• [What is expected]
All the records that follow need to be reproduced exactly. Omit the images.

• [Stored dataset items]
....
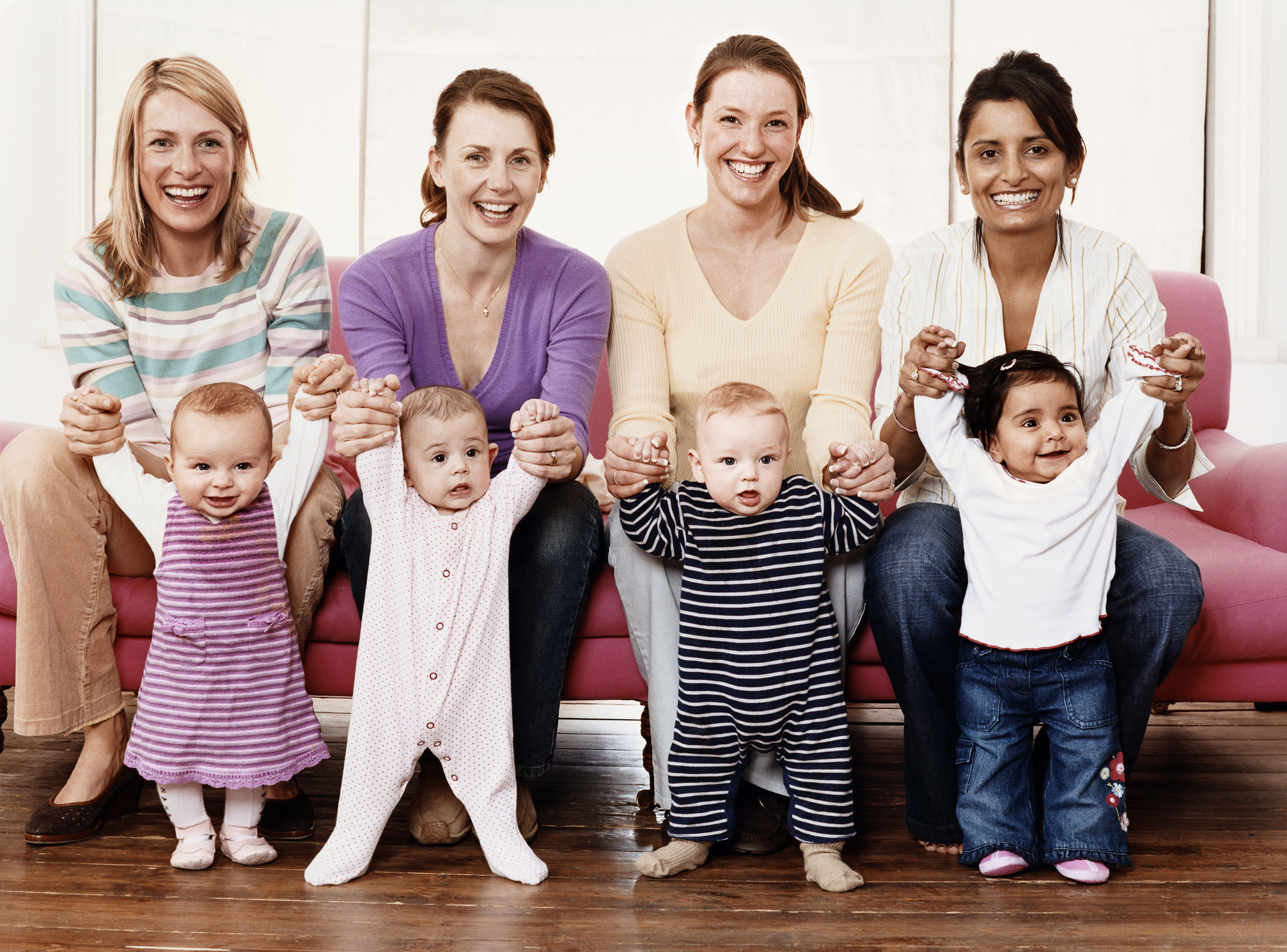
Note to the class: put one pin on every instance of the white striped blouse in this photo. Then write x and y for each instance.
(1093, 302)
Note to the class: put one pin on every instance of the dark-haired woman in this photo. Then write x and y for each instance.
(770, 282)
(478, 301)
(1020, 276)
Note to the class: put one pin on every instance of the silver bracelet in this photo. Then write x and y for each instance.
(1182, 444)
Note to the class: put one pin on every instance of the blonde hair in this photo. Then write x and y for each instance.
(222, 400)
(127, 238)
(740, 398)
(441, 403)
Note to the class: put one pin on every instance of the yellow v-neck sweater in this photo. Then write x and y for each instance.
(815, 344)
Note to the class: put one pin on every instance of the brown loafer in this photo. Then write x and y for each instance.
(761, 821)
(287, 820)
(527, 812)
(437, 816)
(68, 822)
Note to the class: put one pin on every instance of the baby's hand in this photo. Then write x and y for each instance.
(533, 412)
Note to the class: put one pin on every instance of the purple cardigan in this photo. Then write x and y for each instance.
(551, 339)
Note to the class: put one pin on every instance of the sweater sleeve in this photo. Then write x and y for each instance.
(577, 336)
(841, 403)
(142, 497)
(97, 344)
(296, 293)
(654, 521)
(291, 479)
(636, 349)
(847, 522)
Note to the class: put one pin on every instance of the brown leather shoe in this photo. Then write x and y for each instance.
(761, 821)
(527, 812)
(437, 816)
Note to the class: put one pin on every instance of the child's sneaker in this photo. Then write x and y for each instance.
(1082, 870)
(1003, 862)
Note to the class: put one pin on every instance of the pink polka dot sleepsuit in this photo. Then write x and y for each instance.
(433, 668)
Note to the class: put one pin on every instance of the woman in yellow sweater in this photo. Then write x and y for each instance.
(768, 282)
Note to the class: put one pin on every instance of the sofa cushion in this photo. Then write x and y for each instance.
(1245, 611)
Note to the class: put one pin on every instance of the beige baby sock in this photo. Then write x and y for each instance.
(673, 857)
(823, 865)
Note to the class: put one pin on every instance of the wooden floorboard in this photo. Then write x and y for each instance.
(1209, 844)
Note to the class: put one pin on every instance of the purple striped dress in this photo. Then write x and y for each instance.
(223, 699)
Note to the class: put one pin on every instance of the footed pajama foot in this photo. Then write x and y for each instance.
....
• [Solved exercise]
Note to the class: put one pin on every instance of the white striped blouse in this photo. Then write x and y for each instance.
(1093, 302)
Note to the class: put one pin on every instance of the dark-haired woman in this photo. Then write x and y for each instance.
(770, 282)
(478, 301)
(1020, 276)
Note to the class: put one pin on every instance of the silver bracelet in this photo. Then write x and y for each instance.
(1182, 444)
Note to the class: put one pin on every instance of the blonde hair in this photo. Then write x and y for each instance.
(222, 400)
(127, 238)
(740, 398)
(441, 403)
Note to the class: put one pin on every instance of the yellow v-neck sweater in this photo. Then write x and y for each instance.
(815, 344)
Note to the class: put one pin on every instance of the brown loafer in this photo. Then write x and y for each instance.
(761, 821)
(287, 820)
(527, 812)
(437, 816)
(68, 822)
Note to the class: put one pin on every instance of the baby's hand in this photo. Then write x and y for each instance.
(533, 412)
Note to the class: put one pin on every instance of the purple cardigan in this photo. Then write x and y for each instance.
(551, 339)
Note to the class: put one pin on every instance of the sweater sleeve in this photo. Then write x and y for each instance.
(577, 336)
(841, 403)
(142, 497)
(97, 344)
(296, 293)
(654, 521)
(291, 479)
(636, 349)
(847, 522)
Note to the class: put one pin on every instance of the brown leather shoe in this photo. Then write x and y for each instance.
(761, 821)
(527, 812)
(437, 816)
Note to the class: put one pin on every instance of the child's sneaker in this photo. Then write x and y for each instance.
(1082, 870)
(1003, 862)
Note to the class: put one pin on every instance of the pink polka dot sleepsuit in this photo. Then write x and y for each instance.
(433, 668)
Note to the class: put one pin on every instance of the woman in yellow sweater in this photo. Then write x and y for each instance.
(768, 282)
Note to the class: put one pin on every instance of the sofa cushion in this photo. Then write x and y for each instance.
(1245, 611)
Note to the class: put one pin on every instance of the beige baby sock in this photo. Then write x and y for each instance.
(673, 857)
(823, 865)
Note to the class: put one pin on every instance of the wooden floorboard in this photo. Then write x and y for each instance.
(1209, 844)
Note to the class: put one pin on every instance of the purple striped dress in this photo. Then write x and y for each instance.
(223, 699)
Note to the class: put one pin on every instance of the footed pajama foot in this photo. Then write x and y for each instance.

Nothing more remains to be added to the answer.